▸ ROWS:
* * * *
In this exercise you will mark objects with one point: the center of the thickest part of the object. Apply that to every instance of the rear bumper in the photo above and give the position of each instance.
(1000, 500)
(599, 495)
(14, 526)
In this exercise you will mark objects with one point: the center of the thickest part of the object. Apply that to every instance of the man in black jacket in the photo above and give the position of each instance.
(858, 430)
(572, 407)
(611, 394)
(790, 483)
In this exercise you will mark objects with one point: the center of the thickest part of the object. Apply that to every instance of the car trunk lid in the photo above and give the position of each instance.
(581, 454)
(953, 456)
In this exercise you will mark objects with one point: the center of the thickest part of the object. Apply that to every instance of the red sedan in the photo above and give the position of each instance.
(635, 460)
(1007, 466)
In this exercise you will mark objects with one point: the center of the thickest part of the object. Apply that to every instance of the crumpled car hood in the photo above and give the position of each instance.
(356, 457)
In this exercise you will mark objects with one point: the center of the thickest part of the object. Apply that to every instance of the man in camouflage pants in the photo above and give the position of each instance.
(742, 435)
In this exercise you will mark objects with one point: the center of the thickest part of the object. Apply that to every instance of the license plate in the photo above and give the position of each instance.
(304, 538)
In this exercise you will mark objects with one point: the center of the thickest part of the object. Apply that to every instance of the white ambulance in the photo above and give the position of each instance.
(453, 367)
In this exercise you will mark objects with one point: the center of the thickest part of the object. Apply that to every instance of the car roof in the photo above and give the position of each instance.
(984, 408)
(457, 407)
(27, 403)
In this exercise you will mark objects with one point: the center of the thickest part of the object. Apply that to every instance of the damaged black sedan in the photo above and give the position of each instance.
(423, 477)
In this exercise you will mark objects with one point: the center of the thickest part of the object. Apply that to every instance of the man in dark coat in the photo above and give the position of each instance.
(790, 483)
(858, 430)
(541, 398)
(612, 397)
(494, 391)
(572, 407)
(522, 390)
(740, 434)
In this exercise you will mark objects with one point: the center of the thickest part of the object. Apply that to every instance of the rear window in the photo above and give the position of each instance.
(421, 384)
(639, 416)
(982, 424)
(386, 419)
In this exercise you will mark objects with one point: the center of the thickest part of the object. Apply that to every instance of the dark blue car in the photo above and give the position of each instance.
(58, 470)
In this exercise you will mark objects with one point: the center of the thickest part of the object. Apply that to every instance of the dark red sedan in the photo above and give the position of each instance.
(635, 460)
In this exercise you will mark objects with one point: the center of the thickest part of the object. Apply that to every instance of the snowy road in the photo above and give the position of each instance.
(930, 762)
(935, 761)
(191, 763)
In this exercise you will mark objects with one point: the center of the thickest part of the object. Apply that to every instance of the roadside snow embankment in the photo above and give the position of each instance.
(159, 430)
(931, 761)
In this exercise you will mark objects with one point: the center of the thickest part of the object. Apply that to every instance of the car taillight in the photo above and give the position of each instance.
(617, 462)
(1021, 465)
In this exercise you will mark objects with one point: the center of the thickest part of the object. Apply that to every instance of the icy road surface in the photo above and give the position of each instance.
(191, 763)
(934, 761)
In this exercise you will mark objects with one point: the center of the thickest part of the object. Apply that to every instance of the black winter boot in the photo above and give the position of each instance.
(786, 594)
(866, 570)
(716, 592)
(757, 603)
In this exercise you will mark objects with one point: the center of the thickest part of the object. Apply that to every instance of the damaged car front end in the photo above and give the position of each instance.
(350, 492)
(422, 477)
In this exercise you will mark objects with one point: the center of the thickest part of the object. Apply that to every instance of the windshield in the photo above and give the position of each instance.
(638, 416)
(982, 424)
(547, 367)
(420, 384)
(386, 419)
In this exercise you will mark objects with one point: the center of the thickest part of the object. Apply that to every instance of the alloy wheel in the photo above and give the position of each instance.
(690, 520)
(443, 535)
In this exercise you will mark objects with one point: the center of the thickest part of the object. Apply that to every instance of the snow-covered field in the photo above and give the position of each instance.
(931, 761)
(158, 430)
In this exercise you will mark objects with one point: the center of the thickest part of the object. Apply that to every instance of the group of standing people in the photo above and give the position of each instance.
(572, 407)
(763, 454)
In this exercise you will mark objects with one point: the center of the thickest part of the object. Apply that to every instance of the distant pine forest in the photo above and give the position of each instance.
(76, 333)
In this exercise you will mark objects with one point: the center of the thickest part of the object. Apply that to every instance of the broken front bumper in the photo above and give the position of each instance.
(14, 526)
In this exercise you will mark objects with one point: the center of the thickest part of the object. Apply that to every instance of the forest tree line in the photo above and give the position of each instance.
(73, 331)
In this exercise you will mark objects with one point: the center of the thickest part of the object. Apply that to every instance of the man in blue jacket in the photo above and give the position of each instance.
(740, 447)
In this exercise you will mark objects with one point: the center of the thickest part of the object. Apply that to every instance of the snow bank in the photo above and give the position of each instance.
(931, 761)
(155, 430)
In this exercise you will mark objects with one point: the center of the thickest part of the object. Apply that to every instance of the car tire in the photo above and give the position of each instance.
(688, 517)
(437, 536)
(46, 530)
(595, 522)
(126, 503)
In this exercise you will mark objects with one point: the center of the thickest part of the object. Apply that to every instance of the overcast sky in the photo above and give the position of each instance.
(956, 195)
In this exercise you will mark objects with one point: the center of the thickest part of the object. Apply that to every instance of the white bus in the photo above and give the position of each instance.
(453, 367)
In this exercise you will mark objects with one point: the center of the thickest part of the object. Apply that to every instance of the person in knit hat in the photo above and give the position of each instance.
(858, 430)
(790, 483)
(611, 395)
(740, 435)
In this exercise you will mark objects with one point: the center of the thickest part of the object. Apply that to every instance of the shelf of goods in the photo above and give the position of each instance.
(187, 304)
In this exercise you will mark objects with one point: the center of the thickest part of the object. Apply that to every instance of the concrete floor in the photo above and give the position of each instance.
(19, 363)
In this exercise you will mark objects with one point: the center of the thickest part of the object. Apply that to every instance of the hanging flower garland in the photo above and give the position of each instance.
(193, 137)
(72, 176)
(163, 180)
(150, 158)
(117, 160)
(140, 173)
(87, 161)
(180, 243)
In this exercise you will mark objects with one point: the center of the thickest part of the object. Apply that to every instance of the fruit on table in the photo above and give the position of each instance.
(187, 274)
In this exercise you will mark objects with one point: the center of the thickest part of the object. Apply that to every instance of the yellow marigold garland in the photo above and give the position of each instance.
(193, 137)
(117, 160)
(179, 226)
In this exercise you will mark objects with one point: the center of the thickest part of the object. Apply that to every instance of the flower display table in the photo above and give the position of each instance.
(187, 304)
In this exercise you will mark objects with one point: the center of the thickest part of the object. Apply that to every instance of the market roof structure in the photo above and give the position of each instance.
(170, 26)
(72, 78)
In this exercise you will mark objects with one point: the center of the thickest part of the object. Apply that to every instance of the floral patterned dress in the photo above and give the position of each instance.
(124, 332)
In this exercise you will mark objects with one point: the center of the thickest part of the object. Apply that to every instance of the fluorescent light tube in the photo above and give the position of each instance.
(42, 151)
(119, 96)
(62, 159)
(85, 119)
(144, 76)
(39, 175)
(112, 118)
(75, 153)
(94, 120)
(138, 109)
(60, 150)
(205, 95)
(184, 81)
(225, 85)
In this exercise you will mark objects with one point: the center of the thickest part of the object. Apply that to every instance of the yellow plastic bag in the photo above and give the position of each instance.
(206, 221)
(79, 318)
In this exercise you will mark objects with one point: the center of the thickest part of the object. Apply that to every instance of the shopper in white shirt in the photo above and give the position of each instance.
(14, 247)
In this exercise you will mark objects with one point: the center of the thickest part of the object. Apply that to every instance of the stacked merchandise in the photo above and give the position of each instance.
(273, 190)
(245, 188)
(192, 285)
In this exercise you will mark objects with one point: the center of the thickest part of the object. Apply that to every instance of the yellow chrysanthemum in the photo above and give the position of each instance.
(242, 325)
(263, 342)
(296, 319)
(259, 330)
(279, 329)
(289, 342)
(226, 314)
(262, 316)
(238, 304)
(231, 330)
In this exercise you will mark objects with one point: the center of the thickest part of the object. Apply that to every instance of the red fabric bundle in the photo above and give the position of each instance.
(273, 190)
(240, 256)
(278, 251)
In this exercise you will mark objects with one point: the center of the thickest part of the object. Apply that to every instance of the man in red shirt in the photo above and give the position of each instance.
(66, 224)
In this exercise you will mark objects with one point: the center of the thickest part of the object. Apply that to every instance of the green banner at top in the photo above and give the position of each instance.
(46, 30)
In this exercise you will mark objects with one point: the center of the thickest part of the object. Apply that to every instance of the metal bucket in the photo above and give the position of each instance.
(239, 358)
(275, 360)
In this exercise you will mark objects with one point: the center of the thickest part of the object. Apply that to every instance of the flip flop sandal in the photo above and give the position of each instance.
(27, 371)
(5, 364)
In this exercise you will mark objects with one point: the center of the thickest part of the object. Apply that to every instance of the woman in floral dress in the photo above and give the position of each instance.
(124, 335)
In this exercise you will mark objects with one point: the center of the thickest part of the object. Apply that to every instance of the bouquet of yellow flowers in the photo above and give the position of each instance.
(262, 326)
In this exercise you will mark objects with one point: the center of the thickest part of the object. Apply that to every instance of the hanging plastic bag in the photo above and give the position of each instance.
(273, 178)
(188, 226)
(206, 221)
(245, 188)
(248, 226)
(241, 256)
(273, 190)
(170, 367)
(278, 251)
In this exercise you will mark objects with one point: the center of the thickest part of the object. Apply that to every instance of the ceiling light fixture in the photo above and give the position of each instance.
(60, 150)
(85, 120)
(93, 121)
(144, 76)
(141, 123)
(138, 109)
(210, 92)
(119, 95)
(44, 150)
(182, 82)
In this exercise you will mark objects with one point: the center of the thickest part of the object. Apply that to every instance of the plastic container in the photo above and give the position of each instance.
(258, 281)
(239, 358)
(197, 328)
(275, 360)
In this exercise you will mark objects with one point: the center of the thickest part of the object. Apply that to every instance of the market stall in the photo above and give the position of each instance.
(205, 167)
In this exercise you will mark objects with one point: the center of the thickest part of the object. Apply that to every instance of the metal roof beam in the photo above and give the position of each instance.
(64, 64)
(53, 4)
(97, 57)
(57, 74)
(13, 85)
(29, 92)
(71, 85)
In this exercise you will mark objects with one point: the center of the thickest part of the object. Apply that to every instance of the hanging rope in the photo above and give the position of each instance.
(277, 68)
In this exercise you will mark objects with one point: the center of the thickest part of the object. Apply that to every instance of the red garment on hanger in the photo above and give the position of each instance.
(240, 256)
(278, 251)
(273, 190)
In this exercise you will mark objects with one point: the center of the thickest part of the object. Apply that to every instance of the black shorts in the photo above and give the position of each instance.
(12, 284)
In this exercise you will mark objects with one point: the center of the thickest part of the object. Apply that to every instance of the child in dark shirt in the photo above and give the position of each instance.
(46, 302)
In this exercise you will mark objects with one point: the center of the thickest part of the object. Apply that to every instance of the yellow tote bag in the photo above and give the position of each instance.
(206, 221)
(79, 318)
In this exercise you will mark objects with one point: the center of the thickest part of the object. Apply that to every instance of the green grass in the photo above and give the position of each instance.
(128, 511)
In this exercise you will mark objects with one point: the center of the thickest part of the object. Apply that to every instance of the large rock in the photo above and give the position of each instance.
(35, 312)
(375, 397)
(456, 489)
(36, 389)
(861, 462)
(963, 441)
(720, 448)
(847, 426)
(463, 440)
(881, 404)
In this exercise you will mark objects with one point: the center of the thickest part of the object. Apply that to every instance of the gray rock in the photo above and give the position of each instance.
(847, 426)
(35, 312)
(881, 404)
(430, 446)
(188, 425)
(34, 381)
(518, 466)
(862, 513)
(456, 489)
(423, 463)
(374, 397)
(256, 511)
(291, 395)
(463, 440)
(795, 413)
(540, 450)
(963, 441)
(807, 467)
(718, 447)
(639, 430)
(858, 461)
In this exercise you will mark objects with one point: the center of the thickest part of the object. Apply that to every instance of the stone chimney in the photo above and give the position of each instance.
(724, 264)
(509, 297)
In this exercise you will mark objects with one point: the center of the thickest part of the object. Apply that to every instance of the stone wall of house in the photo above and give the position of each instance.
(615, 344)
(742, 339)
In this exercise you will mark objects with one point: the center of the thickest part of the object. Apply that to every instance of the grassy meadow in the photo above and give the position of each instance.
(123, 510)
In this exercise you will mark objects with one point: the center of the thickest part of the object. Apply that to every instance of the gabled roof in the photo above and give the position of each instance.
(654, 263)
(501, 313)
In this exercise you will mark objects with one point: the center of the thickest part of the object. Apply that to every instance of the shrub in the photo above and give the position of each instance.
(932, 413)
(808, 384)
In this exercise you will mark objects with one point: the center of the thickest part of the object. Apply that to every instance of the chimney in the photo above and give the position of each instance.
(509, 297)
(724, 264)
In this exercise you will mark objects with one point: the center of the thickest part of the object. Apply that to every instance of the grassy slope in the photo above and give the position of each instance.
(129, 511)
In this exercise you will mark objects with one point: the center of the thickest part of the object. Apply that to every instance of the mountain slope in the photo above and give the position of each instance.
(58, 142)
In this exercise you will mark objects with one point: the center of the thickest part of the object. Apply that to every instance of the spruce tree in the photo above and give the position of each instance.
* * * *
▸ EXERCISE PROMPT: Each line from the one containing "of the shrub" through the end of the entries, both included, is to be returned exactly, with no other lines.

▸ RESULT OF THE TASK:
In this exercise you will mark objects with one point: the center of the thickest part of the object. Apply that to every instance of the shrub in the photo above and give the position of each instance.
(932, 413)
(808, 384)
In this exercise you will mark objects with one point: the center of the thickest part of the object. Apply that to every instance of the chimney in the photo above and give the position of each instance.
(509, 297)
(724, 264)
In this exercise you will mark objects with one point: the center of the thickest part of the object. Apply that to every instance of the grassy slope in the photo above and give the position of each instance.
(129, 511)
In this exercise you will mark objects with one point: the center of the thickest part of the object. Apply that to every instance of the mountain slope in the photo above and give the position of each instance.
(58, 142)
In this exercise you will mark objects with one point: the center of the thickest part of the object. Apply that to every instance of the spruce tree in the photo above and give the position of each instance.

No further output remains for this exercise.